• Prompt 1
List every person named in the luncheon article's line that begins "From AWARE:".
• Prompt 2
Reproduce the luncheon article word for word, starting at "(Featured photo: AWARE" and ending at "those in attendance.".

• Page text
AWARE Receives 2021 Visionary Women Award at the Juliette Fowler Communities Visionary Women Luncheon featuring Leeza Gibbons

(Featured photo: AWARE receives 2021 Visionary Women Award: Ben Brooks, chairman, JFC board of directors; Evelyn Ponder, Cyndy Hudgins, and Anita samples, co-founders of AWARE; Nicole Gann, JFC president and CEO)*

From Momisms to “Dancing with the Stars,” Gibbons captivated attendees with personal stories, her journey with her mom’s Alzheimer’s, and the importance of fierce optimism and resilience

National Alzheimer’s Awareness Month and National Caregivers Month were recognized in a grand way on November 18 at the Juliette Fowler Communities Visionary Women Luncheon at the Omni Dallas Hotel. The annual luncheon, which featured Leeza Gibbons and the Visionary Women Award recipient AWARE, was originally scheduled for May of 2020 but postponed due to the pandemic. Without question, it was worth the wait for those in attendance.

A sea of purple, the official color of the Alzheimer’s movement, could be seen as guests walked toward the ballroom through an artwork display presented by the Junior League of Dallas (JLD). The carefully placed easels, each highlighting unique works completed by residents with dementia at Fowler Communities, also included unique messages about the uplifting experience each resident had while creating the art. The program, called “Artful Awakenings,” is a powerful, weekly art program which has been led by members of JLD since 2017.

From AWARE: Carol Stabler, Emily Collins, Kay Hammond, Evelyn Ponder, Sharon Walker, Stacey Angel

Many guests stopped to greet Gibbons and have her sign her 2009 book, “Take Your Oxygen First: Protecting Your Health and Happiness While Caring for a Loved One with Memory Loss,” in which Gibbons shares her family’s personal struggle with Alzheimer’s disease after her mother’s diagnosis and provides practical advice to caregivers on how to care for their own needs.

Using her experiences hosting, producing, and reporting for shows such as “Entertainment Tonight, the PBS show “My Generation,” and her own talk show, “LEEZA,” Gibbons became an instrumental advocate for healthcare, wellness and caregiving, ultimately becoming a social entrepreneur creating Leeza’s Care Connection. A nonprofit located in California and South Carolina, Leeza’s Care Connection offers free services and support to help families cope when facing a chronic illness or disease.

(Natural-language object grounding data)
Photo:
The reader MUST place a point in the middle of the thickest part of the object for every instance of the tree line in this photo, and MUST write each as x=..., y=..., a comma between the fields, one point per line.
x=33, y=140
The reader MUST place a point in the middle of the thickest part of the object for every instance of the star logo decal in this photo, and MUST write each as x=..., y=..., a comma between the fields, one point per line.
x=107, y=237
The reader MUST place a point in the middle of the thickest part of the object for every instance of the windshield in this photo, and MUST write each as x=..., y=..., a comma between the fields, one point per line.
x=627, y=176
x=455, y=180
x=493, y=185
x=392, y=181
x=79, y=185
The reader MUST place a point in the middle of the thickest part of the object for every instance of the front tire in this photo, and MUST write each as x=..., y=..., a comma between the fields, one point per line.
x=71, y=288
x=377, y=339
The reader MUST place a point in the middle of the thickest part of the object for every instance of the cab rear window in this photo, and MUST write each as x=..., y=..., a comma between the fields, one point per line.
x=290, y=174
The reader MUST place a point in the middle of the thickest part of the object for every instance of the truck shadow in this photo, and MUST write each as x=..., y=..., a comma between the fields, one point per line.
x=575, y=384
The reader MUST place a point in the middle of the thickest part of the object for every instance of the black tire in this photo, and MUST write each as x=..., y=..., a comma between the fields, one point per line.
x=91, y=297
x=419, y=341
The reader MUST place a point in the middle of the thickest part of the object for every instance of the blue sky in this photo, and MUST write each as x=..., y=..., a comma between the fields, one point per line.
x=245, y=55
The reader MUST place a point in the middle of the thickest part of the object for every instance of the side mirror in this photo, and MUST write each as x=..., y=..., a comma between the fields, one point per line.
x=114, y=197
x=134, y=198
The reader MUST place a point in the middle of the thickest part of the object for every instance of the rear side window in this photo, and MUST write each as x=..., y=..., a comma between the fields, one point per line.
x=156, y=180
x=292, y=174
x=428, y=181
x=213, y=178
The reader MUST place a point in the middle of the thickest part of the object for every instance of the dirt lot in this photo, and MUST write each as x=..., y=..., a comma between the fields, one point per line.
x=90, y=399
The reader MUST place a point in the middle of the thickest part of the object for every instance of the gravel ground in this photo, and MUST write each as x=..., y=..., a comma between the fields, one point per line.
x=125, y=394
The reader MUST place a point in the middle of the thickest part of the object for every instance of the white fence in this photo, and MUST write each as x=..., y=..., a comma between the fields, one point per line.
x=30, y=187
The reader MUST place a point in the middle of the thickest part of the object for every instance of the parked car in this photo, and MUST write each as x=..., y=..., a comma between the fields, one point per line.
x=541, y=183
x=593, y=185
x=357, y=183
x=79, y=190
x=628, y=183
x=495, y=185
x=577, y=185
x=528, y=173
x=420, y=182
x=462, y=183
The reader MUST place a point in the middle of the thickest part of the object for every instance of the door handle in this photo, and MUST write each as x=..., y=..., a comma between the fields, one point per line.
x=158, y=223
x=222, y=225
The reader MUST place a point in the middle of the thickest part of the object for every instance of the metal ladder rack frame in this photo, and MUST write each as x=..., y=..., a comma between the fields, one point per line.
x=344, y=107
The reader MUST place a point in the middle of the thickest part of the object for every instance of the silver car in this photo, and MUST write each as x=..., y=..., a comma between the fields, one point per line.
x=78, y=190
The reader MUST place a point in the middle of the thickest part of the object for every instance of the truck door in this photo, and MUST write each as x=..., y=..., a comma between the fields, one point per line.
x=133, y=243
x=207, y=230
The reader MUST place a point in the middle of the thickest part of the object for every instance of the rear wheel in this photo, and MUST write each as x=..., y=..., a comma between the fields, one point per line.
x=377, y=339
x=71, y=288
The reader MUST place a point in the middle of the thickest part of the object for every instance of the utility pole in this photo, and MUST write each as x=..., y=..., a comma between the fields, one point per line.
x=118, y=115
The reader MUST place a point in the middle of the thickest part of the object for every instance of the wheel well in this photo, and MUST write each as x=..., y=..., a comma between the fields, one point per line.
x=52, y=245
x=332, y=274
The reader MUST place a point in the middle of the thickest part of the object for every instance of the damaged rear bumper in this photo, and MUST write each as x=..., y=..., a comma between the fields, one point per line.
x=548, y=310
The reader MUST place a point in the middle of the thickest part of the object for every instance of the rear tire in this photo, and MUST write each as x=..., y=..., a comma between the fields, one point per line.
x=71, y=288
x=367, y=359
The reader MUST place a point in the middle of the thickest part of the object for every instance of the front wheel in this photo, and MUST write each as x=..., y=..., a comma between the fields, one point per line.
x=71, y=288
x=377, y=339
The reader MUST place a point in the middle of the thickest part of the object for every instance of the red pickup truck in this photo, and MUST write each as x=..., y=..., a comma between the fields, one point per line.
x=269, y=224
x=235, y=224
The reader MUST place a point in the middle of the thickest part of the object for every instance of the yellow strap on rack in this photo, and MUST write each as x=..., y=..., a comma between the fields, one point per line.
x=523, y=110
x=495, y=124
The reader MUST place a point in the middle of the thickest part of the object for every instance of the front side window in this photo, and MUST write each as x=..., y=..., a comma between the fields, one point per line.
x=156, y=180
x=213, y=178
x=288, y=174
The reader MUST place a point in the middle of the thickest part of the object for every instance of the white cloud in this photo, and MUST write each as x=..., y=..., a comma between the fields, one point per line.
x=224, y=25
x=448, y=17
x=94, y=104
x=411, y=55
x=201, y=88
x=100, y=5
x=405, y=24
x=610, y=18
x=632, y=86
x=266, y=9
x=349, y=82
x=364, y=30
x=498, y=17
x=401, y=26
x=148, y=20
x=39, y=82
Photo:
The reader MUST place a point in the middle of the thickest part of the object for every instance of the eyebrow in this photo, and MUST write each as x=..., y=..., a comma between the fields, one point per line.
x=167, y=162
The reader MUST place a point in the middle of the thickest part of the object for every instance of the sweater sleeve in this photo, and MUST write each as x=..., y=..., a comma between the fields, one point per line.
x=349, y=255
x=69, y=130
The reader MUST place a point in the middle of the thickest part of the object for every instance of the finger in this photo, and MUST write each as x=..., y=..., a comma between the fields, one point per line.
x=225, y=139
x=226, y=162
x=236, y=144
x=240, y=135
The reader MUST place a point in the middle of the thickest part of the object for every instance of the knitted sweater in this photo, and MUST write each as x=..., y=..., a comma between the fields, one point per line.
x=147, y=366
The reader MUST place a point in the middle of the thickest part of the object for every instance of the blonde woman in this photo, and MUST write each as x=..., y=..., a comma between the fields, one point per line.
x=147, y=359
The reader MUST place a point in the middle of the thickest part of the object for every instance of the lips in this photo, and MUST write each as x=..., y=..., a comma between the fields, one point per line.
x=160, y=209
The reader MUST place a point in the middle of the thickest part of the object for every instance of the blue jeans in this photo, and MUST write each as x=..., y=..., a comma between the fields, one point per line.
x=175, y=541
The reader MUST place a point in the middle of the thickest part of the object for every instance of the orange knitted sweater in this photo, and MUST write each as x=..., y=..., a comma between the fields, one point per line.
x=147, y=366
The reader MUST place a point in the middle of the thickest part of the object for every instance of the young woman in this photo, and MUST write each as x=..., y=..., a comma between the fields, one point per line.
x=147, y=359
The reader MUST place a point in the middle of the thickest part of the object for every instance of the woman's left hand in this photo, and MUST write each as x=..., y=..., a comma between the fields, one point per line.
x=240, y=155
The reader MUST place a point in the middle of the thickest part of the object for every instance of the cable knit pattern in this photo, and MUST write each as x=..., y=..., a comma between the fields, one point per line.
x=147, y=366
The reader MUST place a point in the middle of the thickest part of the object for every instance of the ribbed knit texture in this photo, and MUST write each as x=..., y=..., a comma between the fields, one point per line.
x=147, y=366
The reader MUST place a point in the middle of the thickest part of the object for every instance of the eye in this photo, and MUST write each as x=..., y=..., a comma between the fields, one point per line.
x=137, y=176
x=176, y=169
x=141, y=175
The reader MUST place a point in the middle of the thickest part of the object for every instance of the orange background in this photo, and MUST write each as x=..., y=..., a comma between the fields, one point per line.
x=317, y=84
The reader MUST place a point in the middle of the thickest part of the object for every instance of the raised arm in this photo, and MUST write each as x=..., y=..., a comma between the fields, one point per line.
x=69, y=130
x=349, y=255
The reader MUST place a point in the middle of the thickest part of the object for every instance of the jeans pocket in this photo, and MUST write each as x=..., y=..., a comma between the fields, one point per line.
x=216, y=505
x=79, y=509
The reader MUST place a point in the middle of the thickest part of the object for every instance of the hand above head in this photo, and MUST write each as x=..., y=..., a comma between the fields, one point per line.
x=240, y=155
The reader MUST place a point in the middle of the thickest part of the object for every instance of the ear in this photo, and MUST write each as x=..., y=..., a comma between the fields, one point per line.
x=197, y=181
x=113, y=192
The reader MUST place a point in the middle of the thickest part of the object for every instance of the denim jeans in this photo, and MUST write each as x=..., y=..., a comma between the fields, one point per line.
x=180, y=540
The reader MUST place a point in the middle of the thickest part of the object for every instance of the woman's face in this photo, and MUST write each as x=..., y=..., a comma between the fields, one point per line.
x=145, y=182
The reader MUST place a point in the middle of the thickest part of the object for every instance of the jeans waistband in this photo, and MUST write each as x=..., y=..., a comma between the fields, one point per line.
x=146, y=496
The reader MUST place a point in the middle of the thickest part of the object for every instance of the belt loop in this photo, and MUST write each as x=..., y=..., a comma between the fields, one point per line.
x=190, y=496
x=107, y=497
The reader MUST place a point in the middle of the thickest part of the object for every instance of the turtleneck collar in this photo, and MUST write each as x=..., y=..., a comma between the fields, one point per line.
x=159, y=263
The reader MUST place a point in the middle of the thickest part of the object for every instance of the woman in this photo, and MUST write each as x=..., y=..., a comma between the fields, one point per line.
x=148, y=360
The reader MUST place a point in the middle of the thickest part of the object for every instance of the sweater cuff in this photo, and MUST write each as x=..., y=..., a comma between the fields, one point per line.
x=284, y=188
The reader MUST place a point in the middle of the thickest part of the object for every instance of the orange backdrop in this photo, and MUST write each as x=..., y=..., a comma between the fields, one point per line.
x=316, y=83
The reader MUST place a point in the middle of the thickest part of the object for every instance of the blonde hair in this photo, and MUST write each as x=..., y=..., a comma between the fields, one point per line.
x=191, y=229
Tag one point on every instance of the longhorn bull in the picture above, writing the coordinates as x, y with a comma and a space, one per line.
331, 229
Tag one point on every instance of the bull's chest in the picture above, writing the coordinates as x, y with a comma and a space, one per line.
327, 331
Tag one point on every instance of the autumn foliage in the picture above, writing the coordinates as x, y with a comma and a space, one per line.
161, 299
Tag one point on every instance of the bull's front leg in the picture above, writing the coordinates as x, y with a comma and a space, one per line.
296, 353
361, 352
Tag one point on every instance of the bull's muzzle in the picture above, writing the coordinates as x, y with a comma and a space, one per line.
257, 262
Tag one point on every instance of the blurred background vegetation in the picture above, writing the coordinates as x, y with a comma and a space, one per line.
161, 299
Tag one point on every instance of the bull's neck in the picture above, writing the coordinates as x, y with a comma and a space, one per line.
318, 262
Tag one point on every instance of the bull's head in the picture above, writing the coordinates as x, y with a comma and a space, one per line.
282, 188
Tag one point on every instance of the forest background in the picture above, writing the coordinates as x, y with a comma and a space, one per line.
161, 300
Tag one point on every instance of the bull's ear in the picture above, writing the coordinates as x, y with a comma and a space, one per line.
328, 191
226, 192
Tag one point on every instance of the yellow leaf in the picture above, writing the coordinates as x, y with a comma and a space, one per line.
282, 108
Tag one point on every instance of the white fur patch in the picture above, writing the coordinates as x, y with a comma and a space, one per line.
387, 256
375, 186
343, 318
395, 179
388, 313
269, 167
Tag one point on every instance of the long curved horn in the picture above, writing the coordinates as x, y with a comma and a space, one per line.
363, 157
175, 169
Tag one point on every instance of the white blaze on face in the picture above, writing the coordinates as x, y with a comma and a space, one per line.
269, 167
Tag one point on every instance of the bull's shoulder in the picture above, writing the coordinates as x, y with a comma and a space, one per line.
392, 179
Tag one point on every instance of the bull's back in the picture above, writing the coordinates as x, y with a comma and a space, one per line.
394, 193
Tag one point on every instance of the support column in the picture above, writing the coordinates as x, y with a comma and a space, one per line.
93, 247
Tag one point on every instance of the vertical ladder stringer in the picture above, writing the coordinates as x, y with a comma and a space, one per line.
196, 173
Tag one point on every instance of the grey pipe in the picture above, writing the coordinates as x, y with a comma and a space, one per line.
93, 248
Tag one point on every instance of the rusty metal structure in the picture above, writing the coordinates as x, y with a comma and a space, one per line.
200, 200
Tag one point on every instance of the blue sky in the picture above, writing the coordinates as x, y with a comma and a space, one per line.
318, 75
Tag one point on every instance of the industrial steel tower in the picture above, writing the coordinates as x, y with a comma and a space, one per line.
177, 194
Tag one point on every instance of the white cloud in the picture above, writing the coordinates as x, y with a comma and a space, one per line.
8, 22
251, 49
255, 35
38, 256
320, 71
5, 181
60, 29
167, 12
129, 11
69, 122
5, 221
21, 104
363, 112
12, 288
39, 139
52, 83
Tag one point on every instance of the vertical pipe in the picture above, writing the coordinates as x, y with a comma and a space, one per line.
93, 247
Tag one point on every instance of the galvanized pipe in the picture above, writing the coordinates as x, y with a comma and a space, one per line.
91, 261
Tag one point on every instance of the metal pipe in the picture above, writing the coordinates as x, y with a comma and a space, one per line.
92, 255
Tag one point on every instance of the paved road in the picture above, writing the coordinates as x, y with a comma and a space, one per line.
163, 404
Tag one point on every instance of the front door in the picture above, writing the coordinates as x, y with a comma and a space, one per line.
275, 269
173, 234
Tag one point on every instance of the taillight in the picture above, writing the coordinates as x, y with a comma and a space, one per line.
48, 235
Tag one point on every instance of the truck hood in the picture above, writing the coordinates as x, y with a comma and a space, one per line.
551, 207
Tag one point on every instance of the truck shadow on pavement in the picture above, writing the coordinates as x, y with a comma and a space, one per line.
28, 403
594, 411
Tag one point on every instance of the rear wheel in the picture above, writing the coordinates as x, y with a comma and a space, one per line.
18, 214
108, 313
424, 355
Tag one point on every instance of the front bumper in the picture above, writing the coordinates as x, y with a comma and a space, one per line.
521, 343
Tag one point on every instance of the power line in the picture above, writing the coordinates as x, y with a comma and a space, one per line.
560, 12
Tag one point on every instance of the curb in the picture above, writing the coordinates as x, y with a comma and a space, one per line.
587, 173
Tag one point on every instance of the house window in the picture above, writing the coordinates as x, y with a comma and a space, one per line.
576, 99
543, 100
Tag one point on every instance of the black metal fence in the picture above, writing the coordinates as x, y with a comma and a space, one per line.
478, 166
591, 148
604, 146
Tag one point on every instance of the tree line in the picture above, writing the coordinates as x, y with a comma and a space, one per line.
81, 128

• Exercise output 1
Carol Stabler, Emily Collins, Kay Hammond, Evelyn Ponder, Sharon Walker, Stacey Angel

• Exercise output 2
(Featured photo: AWARE receives 2021 Visionary Women Award: Ben Brooks, chairman, JFC board of directors; Evelyn Ponder, Cyndy Hudgins, and Anita samples, co-founders of AWARE; Nicole Gann, JFC president and CEO)*

From Momisms to “Dancing with the Stars,” Gibbons captivated attendees with personal stories, her journey with her mom’s Alzheimer’s, and the importance of fierce optimism and resilience

National Alzheimer’s Awareness Month and National Caregivers Month were recognized in a grand way on November 18 at the Juliette Fowler Communities Visionary Women Luncheon at the Omni Dallas Hotel. The annual luncheon, which featured Leeza Gibbons and the Visionary Women Award recipient AWARE, was originally scheduled for May of 2020 but postponed due to the pandemic. Without question, it was worth the wait for those in attendance.